# [TASK REQUIREMENTS]
Once you have read the entries below, give them all again without any difference.

# [DATA PROVIDED]
○ ○ ○ ○ ○ ○ ○

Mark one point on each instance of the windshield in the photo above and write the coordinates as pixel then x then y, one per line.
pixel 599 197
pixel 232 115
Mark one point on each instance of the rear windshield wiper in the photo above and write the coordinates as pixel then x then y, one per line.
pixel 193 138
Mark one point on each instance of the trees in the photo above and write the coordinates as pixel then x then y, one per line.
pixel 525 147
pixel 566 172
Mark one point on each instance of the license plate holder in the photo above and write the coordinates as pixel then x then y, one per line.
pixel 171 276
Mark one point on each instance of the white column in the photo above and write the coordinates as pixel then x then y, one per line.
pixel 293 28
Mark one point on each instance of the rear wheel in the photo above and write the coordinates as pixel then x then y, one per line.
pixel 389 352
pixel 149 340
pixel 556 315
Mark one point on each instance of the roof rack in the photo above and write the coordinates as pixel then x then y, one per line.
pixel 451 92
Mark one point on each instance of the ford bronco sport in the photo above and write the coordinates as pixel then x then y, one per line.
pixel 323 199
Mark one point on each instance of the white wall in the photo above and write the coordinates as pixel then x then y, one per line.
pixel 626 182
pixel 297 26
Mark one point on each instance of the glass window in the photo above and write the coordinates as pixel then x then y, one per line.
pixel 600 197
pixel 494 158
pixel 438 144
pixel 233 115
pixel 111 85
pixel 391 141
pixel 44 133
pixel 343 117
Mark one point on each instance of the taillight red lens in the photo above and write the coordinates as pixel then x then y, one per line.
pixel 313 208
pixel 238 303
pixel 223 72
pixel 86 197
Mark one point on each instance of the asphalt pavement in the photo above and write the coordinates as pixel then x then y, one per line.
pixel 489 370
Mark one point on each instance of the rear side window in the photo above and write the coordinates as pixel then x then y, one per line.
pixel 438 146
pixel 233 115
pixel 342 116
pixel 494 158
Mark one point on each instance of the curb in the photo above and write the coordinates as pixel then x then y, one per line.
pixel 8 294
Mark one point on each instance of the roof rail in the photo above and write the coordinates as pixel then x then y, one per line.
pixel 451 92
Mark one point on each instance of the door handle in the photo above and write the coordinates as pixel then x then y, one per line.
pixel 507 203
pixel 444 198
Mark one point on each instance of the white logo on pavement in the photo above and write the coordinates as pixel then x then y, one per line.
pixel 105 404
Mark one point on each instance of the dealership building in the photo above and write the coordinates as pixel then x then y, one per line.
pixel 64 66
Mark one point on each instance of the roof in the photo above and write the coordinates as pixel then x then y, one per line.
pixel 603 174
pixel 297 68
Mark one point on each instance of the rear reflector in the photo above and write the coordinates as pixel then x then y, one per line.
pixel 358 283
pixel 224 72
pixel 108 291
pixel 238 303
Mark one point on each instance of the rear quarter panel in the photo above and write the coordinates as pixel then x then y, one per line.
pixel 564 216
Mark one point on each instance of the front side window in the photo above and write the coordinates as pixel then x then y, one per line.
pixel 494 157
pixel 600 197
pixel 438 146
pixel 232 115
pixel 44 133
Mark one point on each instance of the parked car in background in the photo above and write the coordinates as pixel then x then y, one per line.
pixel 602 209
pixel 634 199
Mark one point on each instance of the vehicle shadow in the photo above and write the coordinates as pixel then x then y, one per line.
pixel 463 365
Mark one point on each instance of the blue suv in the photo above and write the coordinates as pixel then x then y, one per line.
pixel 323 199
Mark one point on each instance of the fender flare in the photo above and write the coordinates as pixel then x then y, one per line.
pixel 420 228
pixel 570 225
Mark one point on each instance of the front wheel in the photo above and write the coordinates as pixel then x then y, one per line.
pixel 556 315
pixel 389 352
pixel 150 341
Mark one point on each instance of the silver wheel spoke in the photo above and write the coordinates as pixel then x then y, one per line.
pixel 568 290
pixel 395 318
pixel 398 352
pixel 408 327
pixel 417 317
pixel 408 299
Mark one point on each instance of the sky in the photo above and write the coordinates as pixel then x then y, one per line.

○ ○ ○ ○ ○ ○ ○

# [ANSWER TO THIS PROBLEM]
Mark one point on each instance of the windshield in the photo above and write the coordinates as pixel then x then y, one per line.
pixel 599 197
pixel 232 115
Mark one point on each instance of the rear windshield wiper in the photo above and write the coordinates as pixel then x then y, one per line.
pixel 193 138
Mark one point on each instance of the trees in the photo above and write the coordinates as pixel then x then y, one per line.
pixel 525 147
pixel 566 172
Mark one point on each instance of the license plate holder in the photo above and write the coordinates as pixel then x then y, one per line.
pixel 171 276
Mark one point on each instance of the white column in the photo above and write the coordinates as pixel then x then y, one per line.
pixel 293 28
Mark one point on each instance of the rear wheel in the photo above and write the coordinates as pixel then x then y, one per line.
pixel 389 352
pixel 149 340
pixel 556 315
Mark one point on each instance of the roof rack in the photo above and write the coordinates as pixel then x then y, one per line.
pixel 451 92
Mark one point on each instance of the ford bronco sport in the photo above and write the coordinates as pixel then x then y, one per line.
pixel 323 199
Mark one point on each instance of the white wall in the photo above and write the coordinates as pixel then x then y, one per line.
pixel 626 182
pixel 297 26
Mark one point on each instance of the glass window in the photo above and write the coordinates as pixel then x then y, one per line.
pixel 600 197
pixel 494 158
pixel 438 144
pixel 233 115
pixel 111 85
pixel 391 141
pixel 44 133
pixel 343 117
Mark one point on each instance of the taillight red lens in the photo above and write the coordinates as pixel then x then y, one per line.
pixel 313 208
pixel 238 303
pixel 223 72
pixel 86 197
Mark one point on each instance of the asphalt pavement in the photo above and write the coordinates as pixel then x then y, one per line.
pixel 489 370
Mark one point on each instance of the rear side window in the photo above and write the coordinates as pixel then x then y, one per line.
pixel 438 146
pixel 233 115
pixel 342 116
pixel 494 158
Mark one point on each instance of the curb in the photo above and write the coordinates as pixel then x then y, one per line.
pixel 8 294
Mark one point on each instance of the roof rail in the photo above and write the coordinates as pixel then x then y, one per line.
pixel 451 92
Mark one point on each instance of the door handle in the photo above and write the coordinates as pixel then x then y, one per line.
pixel 507 203
pixel 444 198
Mark one point on each instance of the white logo on pavement in the photo above and write the coordinates as pixel then x then y, one per line.
pixel 105 404
Mark one point on each instance of the dealership building in the photo above and write the coordinates as pixel then x then y, one per line.
pixel 64 66
Mark one point on each instance of the roof in the photo above and write the coordinates as pixel then x then y, one per line.
pixel 603 174
pixel 297 68
Mark one point on each instance of the rear reflector in the photo above and write the coordinates as pixel then x then y, one per line.
pixel 358 283
pixel 224 72
pixel 108 291
pixel 238 303
Mark one point on each instance of the rear quarter panel in the photo above and write the coordinates as pixel then x then y, one per line.
pixel 564 216
Mark one point on each instance of the front side window in the photo above and write the coordinates as pixel then x then y, one per line.
pixel 494 157
pixel 600 197
pixel 438 146
pixel 232 115
pixel 44 133
Mark one point on each instance of the parked car in background in the photo above and write the coordinates as pixel then x then y, one per line.
pixel 602 209
pixel 634 199
Mark one point on each instance of the vehicle shadow in the photo above and write the coordinates as pixel then x then y, one per line.
pixel 463 365
Mark one point on each instance of the blue suv in the photo above and write the coordinates as pixel then x then y, one per line.
pixel 323 199
Mark one point on each instance of the fender flare in the photo above and write the coordinates as pixel then x then y, one per line.
pixel 420 228
pixel 570 225
Mark one point on each instance of the front wheel in the photo above and write the coordinates as pixel then x then y, one per line.
pixel 556 315
pixel 389 352
pixel 150 341
Mark one point on each instance of the silver wheel spoke in the photo above and write the coordinates as pixel then x then y, one per line.
pixel 568 290
pixel 395 318
pixel 398 352
pixel 408 327
pixel 417 317
pixel 408 299
Mark one point on each instance of the sky in the photo above and write the coordinates as pixel then x then y, one per line.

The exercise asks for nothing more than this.